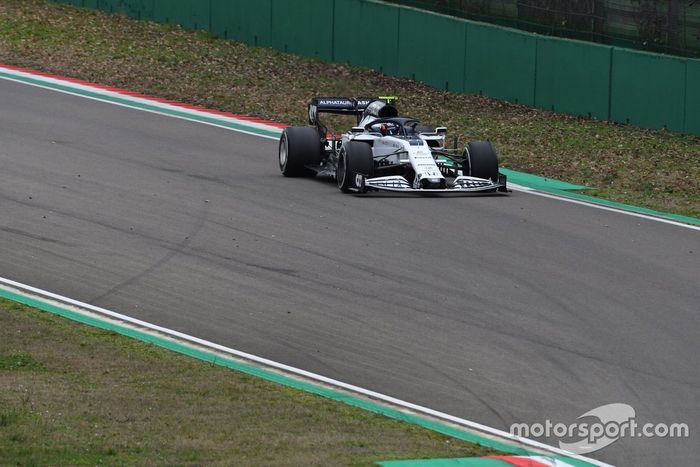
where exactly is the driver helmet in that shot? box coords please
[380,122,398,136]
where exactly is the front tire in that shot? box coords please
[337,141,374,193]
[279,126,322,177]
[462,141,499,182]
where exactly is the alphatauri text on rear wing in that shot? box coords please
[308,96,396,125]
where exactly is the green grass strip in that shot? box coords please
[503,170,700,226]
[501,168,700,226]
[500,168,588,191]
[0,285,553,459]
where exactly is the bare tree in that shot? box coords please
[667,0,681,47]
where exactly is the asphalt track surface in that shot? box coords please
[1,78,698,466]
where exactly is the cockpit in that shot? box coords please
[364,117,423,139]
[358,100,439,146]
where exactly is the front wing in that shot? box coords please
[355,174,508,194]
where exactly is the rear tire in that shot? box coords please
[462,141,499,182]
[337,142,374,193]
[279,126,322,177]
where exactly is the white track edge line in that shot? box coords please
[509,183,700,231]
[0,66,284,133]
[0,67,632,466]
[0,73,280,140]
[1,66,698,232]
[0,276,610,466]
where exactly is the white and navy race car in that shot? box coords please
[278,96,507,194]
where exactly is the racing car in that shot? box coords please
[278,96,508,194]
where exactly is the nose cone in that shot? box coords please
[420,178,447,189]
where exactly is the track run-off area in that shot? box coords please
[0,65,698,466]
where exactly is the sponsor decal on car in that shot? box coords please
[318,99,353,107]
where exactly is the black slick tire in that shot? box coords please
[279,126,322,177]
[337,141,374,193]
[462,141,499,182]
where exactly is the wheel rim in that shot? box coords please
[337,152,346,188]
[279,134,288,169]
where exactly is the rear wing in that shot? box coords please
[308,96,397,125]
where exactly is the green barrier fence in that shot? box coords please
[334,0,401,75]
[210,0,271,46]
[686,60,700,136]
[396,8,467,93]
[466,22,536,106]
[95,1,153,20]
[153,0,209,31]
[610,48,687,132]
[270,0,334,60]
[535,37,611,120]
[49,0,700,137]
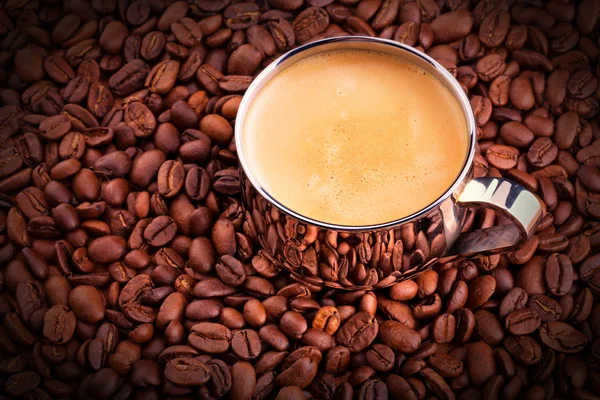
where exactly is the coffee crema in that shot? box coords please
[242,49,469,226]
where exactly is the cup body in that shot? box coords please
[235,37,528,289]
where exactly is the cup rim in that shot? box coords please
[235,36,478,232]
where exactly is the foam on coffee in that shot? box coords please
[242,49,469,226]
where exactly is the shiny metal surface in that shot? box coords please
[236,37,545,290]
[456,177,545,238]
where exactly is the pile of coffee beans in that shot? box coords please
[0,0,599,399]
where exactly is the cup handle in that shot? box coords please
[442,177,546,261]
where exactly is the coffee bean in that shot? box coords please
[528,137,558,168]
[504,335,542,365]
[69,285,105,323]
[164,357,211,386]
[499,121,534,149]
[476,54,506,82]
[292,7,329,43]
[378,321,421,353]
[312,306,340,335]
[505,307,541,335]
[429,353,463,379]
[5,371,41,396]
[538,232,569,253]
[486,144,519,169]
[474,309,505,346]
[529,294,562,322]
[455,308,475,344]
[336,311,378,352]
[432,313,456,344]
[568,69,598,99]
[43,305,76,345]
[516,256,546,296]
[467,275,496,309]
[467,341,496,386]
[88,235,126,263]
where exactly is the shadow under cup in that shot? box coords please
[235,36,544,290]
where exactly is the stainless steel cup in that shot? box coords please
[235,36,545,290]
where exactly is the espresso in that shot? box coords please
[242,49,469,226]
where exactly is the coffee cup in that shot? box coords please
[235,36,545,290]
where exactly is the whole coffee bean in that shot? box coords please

----------------

**PROBLEM STATEMENT**
Give the entries above again, exactly as written and free of images.

**RESULT**
where exactly is the driver helmet in that shot? box coords please
[380,122,398,136]
where exactly is the front tire in that shot? box coords please
[337,141,374,193]
[279,126,322,177]
[462,141,499,182]
where exactly is the alphatauri text on rear wing in that shot? box coords please
[308,96,396,125]
where exactly is the green grass strip in that shot? box coords please
[503,170,700,226]
[501,168,700,226]
[500,168,588,191]
[0,285,553,459]
where exactly is the bare tree in that shot? box coords please
[667,0,681,47]
where exactly is the asphalt track surface in that shot? box coords please
[1,78,698,466]
where exactly is the cockpit in that shot? box coords please
[364,117,423,139]
[358,100,439,146]
where exactly is the front wing in that shot? box coords please
[355,174,508,194]
where exactly is the rear tire in that shot? box coords please
[462,141,499,182]
[337,142,374,193]
[279,126,322,177]
where exactly is the white track edge line in that shot? box coords please
[509,183,700,231]
[0,66,284,133]
[0,67,632,466]
[0,73,280,140]
[1,66,698,232]
[0,276,610,466]
where exactly is the white and navy race car in that shot? box coords please
[278,96,507,194]
where exactly is the racing car in that shot? box coords please
[278,96,508,194]
where exactly is the nose cone in that shot? box coords please
[420,178,447,189]
where exactly is the track run-off area in that shot? box coords please
[0,65,698,466]
where exactly is the sponsor decal on car in that shot? box coords please
[318,99,353,107]
where exactly is the black slick tire in that shot? box coords please
[279,126,322,177]
[337,141,374,193]
[462,141,499,182]
where exactly is the wheel rim in that shot? box coords please
[337,152,346,188]
[279,134,288,169]
where exactly is the rear wing in that shot? box coords please
[308,96,397,125]
where exactly is the green barrier fence in that shot? box coords please
[334,0,401,75]
[210,0,271,46]
[686,60,700,136]
[396,8,467,93]
[466,22,536,106]
[95,1,153,20]
[153,0,209,31]
[610,48,687,132]
[270,0,334,60]
[535,37,611,120]
[49,0,700,137]
where exactly is the coffee crema in that shot? box coords please
[242,49,469,226]
where exactly is the cup body in that shot? box coords please
[235,37,528,289]
where exactly is the cup rim in that shot? box coords please
[235,36,478,232]
where exactly is the foam on coffee in that shot? box coords please
[242,49,469,226]
where exactly is the shiny metal surface in that shot? box coords please
[236,37,545,290]
[456,177,545,238]
where exactly is the pile of coffee beans in that shot? box coords please
[0,0,599,399]
where exactly is the cup handle in that shot? box coords please
[442,177,546,261]
where exactly is the coffee bean in that shot? box coords please
[528,137,558,168]
[504,335,542,365]
[69,285,105,323]
[164,357,211,386]
[499,121,534,149]
[476,54,506,82]
[292,7,329,43]
[378,321,421,353]
[312,306,340,335]
[505,307,541,335]
[429,353,463,379]
[5,371,41,396]
[538,232,569,253]
[486,144,519,169]
[474,309,505,346]
[529,294,562,322]
[455,308,475,344]
[336,311,378,352]
[432,313,456,344]
[568,69,598,99]
[43,305,76,345]
[516,256,546,296]
[467,275,496,309]
[467,341,496,386]
[88,235,126,263]
where exactly is the shadow under cup in that shot? box coords please
[235,36,544,290]
where exactly is the stainless steel cup in that shot? box coords please
[235,36,545,290]
where exactly is the espresso in that shot? box coords please
[242,49,469,226]
where exactly is the coffee cup in that shot? box coords please
[235,36,545,290]
where exactly is the whole coffee bean in that shot? box coords please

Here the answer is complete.